[Collected data entries]
>> BEGIN

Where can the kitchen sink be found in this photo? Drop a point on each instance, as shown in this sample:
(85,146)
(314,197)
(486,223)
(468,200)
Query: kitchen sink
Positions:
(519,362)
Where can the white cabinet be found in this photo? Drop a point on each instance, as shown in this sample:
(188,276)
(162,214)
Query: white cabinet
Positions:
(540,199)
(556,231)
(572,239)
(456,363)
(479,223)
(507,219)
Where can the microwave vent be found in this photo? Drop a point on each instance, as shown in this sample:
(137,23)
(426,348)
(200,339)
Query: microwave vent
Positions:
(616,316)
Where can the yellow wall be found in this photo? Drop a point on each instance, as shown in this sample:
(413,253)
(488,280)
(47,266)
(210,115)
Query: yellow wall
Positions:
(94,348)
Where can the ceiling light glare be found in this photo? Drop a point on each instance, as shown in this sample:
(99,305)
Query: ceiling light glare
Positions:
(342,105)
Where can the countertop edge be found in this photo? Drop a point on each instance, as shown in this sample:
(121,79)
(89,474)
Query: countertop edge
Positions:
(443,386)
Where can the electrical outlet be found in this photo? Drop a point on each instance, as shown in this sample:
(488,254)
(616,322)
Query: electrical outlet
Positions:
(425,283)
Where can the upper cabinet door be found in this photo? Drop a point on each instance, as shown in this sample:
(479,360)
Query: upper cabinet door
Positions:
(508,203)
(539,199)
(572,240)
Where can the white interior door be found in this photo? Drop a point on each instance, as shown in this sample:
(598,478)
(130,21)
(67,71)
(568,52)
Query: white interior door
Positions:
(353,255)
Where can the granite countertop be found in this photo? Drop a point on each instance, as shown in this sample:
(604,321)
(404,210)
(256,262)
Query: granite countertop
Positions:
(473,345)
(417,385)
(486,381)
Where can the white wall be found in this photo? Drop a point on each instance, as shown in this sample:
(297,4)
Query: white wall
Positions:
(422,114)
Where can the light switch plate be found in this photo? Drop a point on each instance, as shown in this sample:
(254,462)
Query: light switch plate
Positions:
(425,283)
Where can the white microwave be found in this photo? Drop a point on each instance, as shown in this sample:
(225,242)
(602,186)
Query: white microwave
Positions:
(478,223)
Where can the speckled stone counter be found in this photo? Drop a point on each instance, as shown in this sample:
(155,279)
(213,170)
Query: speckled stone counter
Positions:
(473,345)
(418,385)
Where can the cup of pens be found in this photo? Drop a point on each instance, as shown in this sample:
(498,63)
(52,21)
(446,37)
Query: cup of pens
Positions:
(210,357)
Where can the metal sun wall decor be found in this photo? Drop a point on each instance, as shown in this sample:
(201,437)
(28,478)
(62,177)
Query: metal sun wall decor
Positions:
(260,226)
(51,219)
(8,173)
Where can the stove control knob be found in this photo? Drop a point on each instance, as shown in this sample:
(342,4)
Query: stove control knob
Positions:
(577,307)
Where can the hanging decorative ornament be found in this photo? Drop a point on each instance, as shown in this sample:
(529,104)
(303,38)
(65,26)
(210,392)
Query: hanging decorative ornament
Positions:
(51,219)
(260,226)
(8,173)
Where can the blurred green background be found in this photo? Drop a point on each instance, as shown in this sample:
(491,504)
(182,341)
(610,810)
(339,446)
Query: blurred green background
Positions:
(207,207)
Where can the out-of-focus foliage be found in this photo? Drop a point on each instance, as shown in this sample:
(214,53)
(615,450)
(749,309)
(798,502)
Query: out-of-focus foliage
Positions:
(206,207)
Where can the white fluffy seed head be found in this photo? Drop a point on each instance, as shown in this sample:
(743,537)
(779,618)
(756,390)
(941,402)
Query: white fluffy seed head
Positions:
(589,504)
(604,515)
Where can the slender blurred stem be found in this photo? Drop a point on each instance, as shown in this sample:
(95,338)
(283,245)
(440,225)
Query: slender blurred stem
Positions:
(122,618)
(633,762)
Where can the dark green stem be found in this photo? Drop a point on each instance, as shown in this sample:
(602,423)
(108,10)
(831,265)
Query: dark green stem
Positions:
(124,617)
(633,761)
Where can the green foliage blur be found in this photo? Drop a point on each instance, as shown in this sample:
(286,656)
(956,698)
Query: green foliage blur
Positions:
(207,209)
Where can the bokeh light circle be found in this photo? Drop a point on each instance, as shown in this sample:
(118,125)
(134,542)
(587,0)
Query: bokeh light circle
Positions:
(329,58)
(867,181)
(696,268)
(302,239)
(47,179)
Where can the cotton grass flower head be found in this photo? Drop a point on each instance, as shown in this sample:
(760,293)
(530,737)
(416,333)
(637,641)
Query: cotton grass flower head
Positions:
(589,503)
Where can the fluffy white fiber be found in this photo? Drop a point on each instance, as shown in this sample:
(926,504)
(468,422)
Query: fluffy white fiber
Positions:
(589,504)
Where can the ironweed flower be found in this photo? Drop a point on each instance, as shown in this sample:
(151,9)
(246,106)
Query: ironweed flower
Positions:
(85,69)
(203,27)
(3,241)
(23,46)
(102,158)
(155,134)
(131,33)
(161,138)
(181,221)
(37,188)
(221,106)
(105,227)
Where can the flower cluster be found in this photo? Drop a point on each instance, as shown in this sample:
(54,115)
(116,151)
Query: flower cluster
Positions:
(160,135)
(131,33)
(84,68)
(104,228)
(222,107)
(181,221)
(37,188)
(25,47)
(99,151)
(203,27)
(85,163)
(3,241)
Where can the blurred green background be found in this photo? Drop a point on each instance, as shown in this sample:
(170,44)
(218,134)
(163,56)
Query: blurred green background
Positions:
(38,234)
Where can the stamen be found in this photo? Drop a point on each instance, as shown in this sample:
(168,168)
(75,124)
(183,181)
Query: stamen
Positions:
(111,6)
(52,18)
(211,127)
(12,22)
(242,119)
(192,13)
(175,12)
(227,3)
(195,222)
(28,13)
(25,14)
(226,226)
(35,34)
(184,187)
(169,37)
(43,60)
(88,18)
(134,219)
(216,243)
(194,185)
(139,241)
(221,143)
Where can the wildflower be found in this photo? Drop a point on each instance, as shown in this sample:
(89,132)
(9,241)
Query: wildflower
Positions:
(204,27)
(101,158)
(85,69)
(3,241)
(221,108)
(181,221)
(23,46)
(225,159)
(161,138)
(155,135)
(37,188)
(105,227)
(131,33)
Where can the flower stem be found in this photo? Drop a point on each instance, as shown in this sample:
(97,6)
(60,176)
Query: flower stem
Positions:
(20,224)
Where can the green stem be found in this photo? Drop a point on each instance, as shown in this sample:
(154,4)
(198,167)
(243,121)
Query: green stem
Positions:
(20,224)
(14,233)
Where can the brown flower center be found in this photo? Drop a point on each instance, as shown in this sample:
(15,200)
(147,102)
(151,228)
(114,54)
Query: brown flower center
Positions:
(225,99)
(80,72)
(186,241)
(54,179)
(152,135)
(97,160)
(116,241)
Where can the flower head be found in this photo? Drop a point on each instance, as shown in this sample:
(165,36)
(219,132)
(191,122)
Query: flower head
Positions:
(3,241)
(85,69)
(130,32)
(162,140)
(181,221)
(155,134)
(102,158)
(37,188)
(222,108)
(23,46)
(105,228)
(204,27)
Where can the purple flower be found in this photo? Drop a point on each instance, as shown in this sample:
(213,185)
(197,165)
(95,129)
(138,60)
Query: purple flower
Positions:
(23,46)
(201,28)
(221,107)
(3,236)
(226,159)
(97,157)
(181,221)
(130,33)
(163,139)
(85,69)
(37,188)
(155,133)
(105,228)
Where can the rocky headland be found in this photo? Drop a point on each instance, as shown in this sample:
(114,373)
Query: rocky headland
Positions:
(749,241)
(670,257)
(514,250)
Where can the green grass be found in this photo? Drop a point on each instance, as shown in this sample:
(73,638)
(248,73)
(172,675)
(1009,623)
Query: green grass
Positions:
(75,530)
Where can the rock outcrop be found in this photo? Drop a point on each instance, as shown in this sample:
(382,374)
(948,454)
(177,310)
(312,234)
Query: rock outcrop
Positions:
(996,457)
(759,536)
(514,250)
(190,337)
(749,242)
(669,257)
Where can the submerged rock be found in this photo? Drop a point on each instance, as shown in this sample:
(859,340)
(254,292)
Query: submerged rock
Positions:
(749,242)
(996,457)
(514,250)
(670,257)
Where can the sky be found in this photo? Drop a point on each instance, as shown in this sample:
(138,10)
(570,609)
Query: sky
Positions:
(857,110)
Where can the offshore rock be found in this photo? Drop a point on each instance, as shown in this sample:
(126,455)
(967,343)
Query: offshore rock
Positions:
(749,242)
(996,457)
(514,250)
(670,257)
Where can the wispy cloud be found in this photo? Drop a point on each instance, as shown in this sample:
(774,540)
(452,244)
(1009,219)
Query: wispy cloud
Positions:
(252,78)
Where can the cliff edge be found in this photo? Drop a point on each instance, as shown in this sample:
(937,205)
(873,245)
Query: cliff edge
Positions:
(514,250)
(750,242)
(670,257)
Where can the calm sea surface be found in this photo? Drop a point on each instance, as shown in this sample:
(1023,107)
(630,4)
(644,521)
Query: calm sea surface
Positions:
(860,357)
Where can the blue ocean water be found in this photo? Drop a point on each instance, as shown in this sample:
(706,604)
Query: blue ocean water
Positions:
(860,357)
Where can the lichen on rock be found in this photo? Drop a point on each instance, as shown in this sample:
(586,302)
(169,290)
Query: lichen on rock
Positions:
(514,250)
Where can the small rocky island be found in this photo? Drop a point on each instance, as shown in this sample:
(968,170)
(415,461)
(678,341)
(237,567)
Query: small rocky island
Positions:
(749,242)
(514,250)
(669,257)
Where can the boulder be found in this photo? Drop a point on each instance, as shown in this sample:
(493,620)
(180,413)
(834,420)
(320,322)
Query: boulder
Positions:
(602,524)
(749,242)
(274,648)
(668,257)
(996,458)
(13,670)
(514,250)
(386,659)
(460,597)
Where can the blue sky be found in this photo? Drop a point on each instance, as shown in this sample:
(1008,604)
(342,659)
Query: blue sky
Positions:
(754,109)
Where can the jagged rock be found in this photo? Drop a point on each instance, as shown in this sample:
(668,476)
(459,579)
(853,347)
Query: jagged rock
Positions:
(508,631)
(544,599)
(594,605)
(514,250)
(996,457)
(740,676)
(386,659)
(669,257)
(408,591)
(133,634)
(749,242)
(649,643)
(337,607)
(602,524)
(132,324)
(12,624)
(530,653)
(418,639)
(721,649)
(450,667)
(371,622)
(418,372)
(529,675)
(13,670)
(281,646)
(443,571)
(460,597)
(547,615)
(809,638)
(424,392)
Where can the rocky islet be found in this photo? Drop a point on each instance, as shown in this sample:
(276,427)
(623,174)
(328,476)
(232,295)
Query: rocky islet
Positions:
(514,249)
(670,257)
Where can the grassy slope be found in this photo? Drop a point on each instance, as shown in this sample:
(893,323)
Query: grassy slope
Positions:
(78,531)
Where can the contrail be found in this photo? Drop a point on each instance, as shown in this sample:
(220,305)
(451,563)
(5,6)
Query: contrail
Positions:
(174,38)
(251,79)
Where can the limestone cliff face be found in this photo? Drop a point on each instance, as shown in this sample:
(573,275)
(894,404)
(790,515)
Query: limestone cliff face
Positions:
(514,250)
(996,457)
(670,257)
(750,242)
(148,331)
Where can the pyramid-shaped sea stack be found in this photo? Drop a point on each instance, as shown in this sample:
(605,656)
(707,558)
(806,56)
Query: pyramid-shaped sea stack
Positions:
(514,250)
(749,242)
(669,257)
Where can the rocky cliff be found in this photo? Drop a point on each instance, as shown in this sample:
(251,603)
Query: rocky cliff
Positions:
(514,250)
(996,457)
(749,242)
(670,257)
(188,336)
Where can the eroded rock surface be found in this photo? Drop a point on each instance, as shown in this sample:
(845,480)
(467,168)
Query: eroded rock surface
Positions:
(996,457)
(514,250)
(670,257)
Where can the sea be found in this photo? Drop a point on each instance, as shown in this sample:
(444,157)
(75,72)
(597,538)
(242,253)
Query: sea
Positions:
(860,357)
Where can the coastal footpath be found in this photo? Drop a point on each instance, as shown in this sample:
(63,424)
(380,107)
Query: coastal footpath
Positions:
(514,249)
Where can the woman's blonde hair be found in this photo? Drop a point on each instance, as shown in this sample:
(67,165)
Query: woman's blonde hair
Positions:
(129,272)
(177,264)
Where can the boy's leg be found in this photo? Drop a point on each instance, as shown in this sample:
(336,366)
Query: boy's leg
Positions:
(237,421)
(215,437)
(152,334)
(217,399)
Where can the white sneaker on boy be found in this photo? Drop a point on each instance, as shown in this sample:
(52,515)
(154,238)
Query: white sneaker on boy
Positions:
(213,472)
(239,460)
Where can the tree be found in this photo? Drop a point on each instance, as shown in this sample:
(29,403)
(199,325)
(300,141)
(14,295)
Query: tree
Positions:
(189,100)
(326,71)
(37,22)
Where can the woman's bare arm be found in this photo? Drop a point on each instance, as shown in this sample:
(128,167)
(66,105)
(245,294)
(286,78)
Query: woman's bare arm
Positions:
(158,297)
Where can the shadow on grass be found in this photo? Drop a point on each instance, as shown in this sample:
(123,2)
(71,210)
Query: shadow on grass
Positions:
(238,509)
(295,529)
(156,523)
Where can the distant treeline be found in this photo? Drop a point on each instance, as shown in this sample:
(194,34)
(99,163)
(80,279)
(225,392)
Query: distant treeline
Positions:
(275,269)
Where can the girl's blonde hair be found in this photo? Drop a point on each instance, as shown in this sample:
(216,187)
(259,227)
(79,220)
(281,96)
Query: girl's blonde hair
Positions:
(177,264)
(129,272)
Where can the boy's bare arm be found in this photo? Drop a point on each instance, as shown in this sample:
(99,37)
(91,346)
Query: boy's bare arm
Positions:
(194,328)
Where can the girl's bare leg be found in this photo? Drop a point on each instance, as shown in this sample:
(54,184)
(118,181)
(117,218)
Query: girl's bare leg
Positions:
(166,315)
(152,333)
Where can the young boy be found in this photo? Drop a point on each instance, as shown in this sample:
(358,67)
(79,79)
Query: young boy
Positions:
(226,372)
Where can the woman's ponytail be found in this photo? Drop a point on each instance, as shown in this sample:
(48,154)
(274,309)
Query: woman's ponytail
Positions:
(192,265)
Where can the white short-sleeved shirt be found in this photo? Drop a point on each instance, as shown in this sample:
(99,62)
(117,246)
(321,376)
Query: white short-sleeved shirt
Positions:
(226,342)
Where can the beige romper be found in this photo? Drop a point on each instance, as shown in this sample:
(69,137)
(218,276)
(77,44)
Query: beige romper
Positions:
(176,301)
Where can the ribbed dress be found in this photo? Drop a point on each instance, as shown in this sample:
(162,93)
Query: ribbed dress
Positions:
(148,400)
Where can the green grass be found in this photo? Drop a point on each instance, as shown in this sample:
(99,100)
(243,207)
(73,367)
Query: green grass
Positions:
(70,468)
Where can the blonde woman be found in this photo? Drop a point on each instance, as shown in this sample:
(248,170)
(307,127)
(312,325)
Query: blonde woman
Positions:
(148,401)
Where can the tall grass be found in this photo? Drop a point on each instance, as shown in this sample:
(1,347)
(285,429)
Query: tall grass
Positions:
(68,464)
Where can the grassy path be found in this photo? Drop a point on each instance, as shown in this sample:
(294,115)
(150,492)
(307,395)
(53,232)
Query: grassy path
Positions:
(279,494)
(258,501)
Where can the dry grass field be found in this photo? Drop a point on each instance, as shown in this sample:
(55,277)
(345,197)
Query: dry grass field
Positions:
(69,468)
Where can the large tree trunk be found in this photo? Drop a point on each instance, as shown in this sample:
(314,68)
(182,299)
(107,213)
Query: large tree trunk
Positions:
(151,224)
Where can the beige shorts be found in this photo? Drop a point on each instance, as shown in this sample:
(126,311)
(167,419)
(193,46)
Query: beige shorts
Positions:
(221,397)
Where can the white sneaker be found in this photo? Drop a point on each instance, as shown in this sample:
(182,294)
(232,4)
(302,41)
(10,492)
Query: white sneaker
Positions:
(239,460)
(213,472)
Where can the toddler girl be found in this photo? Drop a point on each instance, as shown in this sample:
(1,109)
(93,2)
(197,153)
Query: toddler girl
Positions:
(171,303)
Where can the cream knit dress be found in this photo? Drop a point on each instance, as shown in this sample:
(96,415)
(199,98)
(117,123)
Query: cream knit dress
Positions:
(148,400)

>> END

- [Task goal]
Print only the lines from the one with "Where can the ribbed" to the end of the records, both included.

- [Full response]
Where can the ribbed dress be found in this photo? Drop a point on each instance, as shown in this sample:
(162,93)
Query: ribbed dress
Positions:
(148,400)
Where can the green grass be found in this photo? Drop a point on each instance, as shown in this sample:
(99,100)
(243,207)
(73,367)
Query: green grass
Positions:
(70,468)
Where can the blonde woman be found in this photo? Drop a point on each instance, as shown in this sample:
(248,170)
(307,127)
(312,325)
Query: blonde woman
Positions:
(148,401)
Where can the tall grass be found in this photo? Drop a point on each instance, as shown in this sample:
(1,347)
(285,429)
Query: tall grass
Positions:
(68,464)
Where can the grassy path be found in this photo? Drop a point on each instance, as shown in this sample:
(294,115)
(150,492)
(307,395)
(53,232)
Query: grassy path
Positions:
(279,494)
(258,501)
Where can the dry grass field be found in this photo? Drop a point on each instance, as shown in this sample:
(55,277)
(345,197)
Query: dry grass field
Positions:
(69,468)
Where can the large tree trunk be found in this photo? Drop a point on each instance, as shown in this sample:
(314,68)
(182,299)
(107,213)
Query: large tree trunk
Positions:
(151,224)
Where can the beige shorts be found in this photo? Drop a point on each instance, as shown in this sample:
(126,311)
(167,419)
(193,46)
Query: beige shorts
Positions:
(221,397)
Where can the white sneaker be found in this photo? Drop a point on each instance, as shown in this sample:
(182,294)
(232,4)
(302,41)
(10,492)
Query: white sneaker
Positions:
(239,460)
(213,472)
Where can the toddler girl be found in this photo? Drop a point on each instance, as shown in this sample:
(1,109)
(93,2)
(197,153)
Query: toddler girl
Positions:
(171,303)
Where can the cream knit dress be found in this photo? Drop a point on each instance, as shown in this sample:
(96,415)
(199,98)
(117,123)
Query: cream knit dress
Positions:
(148,400)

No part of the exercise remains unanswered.